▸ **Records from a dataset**
-- Opening Marker --
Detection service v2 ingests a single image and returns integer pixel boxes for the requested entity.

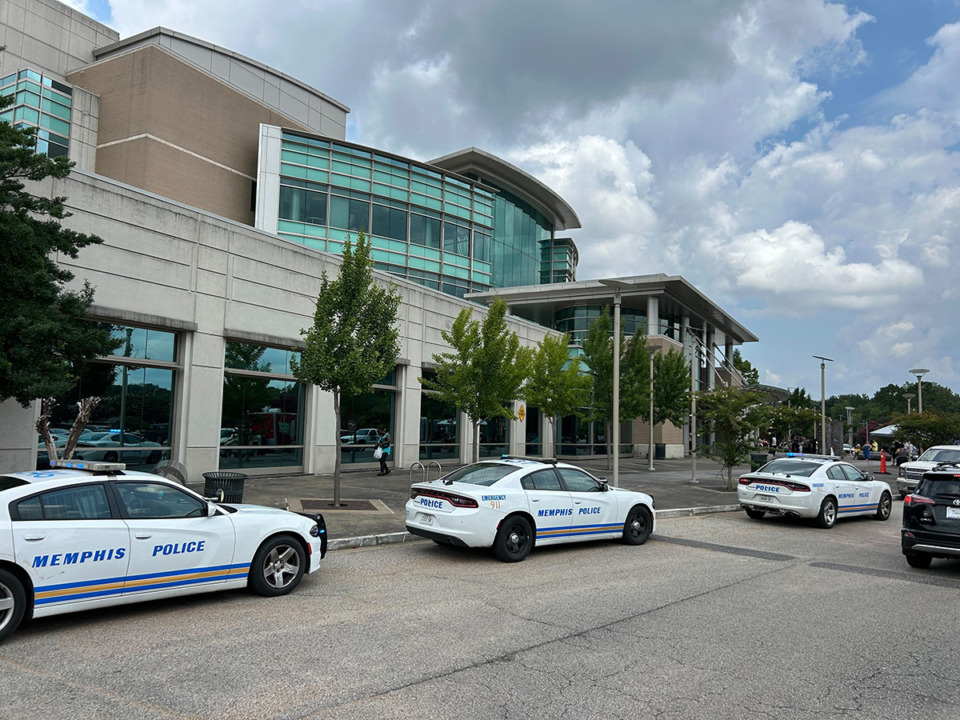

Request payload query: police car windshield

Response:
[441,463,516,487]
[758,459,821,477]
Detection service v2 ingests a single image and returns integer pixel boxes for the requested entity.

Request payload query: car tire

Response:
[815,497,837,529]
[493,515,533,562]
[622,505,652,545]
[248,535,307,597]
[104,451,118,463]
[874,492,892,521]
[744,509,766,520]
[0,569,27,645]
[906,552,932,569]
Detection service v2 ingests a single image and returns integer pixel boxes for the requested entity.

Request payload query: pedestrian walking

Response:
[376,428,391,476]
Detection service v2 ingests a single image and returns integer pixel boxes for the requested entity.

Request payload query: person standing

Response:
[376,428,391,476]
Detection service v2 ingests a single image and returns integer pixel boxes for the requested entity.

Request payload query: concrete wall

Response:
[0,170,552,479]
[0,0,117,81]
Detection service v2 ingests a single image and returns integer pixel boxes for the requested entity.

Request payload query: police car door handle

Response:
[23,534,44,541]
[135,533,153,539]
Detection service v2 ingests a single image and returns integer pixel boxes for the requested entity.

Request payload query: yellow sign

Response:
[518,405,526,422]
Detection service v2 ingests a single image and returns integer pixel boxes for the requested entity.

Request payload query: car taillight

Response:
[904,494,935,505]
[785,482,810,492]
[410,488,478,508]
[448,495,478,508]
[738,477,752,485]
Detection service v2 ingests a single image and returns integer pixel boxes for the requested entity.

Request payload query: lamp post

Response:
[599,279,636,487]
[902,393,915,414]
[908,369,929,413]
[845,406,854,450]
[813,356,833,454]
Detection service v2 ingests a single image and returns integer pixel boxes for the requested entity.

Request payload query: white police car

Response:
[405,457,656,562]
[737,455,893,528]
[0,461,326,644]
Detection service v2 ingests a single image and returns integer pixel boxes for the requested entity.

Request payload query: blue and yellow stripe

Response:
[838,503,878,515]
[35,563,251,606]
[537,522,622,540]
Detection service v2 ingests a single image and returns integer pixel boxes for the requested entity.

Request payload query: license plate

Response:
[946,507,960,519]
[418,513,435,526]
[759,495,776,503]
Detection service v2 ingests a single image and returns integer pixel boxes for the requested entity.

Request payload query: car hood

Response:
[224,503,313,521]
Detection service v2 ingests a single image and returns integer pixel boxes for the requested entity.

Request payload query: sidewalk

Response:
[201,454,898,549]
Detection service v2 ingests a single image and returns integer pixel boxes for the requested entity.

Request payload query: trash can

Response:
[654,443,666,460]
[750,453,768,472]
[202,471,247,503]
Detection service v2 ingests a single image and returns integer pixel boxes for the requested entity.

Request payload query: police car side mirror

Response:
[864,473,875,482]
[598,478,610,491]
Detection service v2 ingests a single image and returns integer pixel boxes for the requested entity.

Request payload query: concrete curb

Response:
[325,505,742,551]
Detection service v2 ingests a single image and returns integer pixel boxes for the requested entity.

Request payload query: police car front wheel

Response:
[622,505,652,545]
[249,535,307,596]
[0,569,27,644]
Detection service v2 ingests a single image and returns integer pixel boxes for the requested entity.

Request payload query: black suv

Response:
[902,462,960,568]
-- Closing Marker --
▸ **PROBLEM REQUIREMENTS**
Using the records above, report each line with the string "concrete".

▸ **EXERCISE ANSWER**
Request payload query: concrete wall
Request payload query: concrete curb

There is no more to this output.